- Material for this task
* * * * *
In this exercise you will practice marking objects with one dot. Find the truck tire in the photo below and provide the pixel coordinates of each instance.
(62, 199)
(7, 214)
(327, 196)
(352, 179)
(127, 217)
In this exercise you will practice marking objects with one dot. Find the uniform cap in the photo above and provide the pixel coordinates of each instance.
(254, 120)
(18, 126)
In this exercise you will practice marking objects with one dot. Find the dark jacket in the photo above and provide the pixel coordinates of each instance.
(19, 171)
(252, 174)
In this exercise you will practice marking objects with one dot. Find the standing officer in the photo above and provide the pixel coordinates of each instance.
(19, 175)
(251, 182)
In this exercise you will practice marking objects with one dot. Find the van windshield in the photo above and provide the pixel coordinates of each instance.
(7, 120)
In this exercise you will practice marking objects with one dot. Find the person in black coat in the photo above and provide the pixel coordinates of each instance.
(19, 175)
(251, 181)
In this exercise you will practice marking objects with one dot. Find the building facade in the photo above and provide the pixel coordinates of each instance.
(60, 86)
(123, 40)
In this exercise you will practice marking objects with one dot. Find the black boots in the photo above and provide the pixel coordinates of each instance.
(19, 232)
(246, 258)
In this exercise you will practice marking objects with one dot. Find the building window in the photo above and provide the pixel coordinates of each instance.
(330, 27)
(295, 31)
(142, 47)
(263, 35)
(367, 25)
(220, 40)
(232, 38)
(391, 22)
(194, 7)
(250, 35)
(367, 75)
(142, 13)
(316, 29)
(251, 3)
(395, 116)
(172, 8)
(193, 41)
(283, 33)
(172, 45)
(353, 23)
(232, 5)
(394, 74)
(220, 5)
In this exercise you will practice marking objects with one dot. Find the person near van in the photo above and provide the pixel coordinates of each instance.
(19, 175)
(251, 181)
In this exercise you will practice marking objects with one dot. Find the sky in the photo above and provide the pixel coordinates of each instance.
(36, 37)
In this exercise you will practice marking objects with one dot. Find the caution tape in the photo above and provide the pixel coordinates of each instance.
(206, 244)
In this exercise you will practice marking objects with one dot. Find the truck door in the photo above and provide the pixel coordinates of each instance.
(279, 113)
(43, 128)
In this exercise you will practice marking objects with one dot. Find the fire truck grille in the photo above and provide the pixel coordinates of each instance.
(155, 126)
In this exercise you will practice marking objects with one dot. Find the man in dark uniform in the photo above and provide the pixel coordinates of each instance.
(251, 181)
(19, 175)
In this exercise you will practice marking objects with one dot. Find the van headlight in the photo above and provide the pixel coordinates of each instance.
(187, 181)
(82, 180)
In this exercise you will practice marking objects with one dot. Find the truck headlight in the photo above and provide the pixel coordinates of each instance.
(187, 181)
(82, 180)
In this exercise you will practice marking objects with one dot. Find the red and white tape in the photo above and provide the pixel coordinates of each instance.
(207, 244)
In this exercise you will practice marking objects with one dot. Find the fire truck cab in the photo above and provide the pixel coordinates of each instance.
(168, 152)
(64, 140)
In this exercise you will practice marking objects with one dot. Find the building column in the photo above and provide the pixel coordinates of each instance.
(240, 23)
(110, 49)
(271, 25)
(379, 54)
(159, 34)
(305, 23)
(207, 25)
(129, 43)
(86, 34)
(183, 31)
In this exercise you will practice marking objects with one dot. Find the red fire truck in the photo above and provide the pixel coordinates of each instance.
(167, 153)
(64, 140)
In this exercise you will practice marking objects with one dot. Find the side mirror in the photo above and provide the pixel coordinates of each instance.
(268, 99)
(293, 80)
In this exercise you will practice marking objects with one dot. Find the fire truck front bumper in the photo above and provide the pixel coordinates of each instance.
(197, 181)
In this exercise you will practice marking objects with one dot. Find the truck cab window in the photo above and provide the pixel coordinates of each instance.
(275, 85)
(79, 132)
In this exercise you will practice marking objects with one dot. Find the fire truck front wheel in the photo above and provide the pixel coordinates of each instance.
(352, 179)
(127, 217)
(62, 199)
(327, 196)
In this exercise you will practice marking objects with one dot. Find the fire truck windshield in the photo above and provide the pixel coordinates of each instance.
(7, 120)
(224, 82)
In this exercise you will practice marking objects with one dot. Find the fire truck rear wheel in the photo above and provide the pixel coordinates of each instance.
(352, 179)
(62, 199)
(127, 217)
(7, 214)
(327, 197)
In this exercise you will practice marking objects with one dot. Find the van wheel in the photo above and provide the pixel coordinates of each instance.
* * * * *
- What the task asks
Exact output of every entry is required.

- Output for this task
In this exercise you will practice marking objects with one dot. Find the truck tire in the photo below and provide the pixel coordinates of each instance.
(62, 199)
(7, 214)
(327, 196)
(352, 179)
(127, 217)
In this exercise you will practice marking objects with one dot. Find the uniform cap in the photo above and provide the pixel coordinates of each instance.
(254, 120)
(18, 126)
In this exercise you will practice marking objects with one dot. Find the dark jacket in the photo above and provide the pixel coordinates of each instance.
(19, 171)
(252, 174)
In this exercise you will practice marking objects with one dot. Find the standing officer in the photo above and provide the pixel coordinates of each instance.
(19, 175)
(251, 182)
In this exercise you will practice marking objects with one dot. Find the van windshield in the photo above and provide the pixel coordinates of each instance.
(7, 120)
In this exercise you will practice marking objects with one dot. Find the person in black coat in the photo above and provide the pixel coordinates of each instance.
(19, 175)
(251, 181)
In this exercise you will practice marking objects with one dot. Find the building facade in the photo above and provide the pixel coordinates of each instance.
(60, 86)
(123, 40)
In this exercise you will practice marking objects with one dot. Find the black boots in the photo above and provide the pixel coordinates of each instance.
(19, 232)
(246, 258)
In this exercise you will practice marking objects with one dot. Find the building window in the photo above and provide the pixel coordinates of each instance.
(330, 27)
(295, 31)
(142, 47)
(263, 35)
(367, 25)
(220, 40)
(232, 38)
(391, 22)
(194, 7)
(250, 35)
(367, 75)
(142, 13)
(316, 29)
(251, 3)
(395, 116)
(172, 8)
(193, 41)
(283, 33)
(172, 45)
(353, 23)
(232, 5)
(394, 74)
(220, 5)
In this exercise you will practice marking objects with one dot. Find the person near van in the photo above and provide the pixel coordinates of each instance.
(19, 175)
(251, 181)
In this exercise you will practice marking objects with one dot. Find the sky in the photo above and provide the pixel coordinates of each instance.
(36, 37)
In this exercise you will practice marking objects with one dot. Find the caution tape in the photo above and provide the pixel coordinates of each instance.
(206, 244)
In this exercise you will practice marking objects with one dot. Find the truck door in the photo above and provide the pixel coordinates of each instance.
(279, 113)
(43, 128)
In this exercise you will practice marking objects with one dot. Find the fire truck grille in the photo above and provide the pixel coordinates of each instance.
(155, 126)
In this exercise you will practice marking objects with one dot. Find the man in dark uniform in the photo above and provide the pixel coordinates of each instance.
(251, 181)
(19, 175)
In this exercise you will practice marking objects with one dot. Find the van headlight in the photo above and provide the pixel coordinates of each instance.
(187, 181)
(82, 180)
In this exercise you will practice marking objects with one dot. Find the truck headlight in the photo above and provide the pixel coordinates of each instance.
(187, 181)
(82, 180)
In this exercise you will practice marking objects with one dot. Find the red and white tape in the photo above and provide the pixel coordinates of each instance.
(207, 244)
In this exercise you will practice marking objects with one dot. Find the fire truck cab in the photo above and provide the pixel coordinates of each instance.
(168, 152)
(64, 140)
In this exercise you will practice marking objects with one dot. Find the building column in the photo above and provide the pixel coordinates of each instance.
(240, 23)
(110, 49)
(271, 25)
(379, 54)
(159, 34)
(305, 23)
(207, 25)
(129, 43)
(86, 34)
(183, 31)
In this exercise you will practice marking objects with one dot. Find the red fire truck in the photo above and provide the pixel coordinates of each instance.
(167, 153)
(64, 140)
In this exercise you will practice marking objects with one dot. Find the side mirror in the photo above and provide the pixel coordinates of each instance.
(268, 99)
(293, 80)
In this exercise you will practice marking objects with one dot. Find the fire truck front bumper in the photo above and provide the pixel coordinates of each instance.
(197, 181)
In this exercise you will practice marking objects with one dot. Find the truck cab window in the photo above and provide the pixel coordinates of each instance.
(275, 85)
(79, 132)
In this exercise you will practice marking objects with one dot. Find the fire truck front wheel in the photo above and provide the pixel coordinates of each instance.
(352, 179)
(127, 217)
(62, 199)
(327, 196)
In this exercise you will practice marking objects with one dot. Find the fire truck windshield in the photo above and provide the pixel coordinates of each instance.
(7, 120)
(224, 82)
In this exercise you will practice marking objects with one dot. Find the fire truck rear wheel in the photo above and provide the pixel coordinates of each instance.
(352, 179)
(62, 199)
(127, 217)
(7, 214)
(327, 197)
In this exercise you will practice marking objects with one dot. Find the van wheel in the photo above and provide the pixel coordinates of each instance.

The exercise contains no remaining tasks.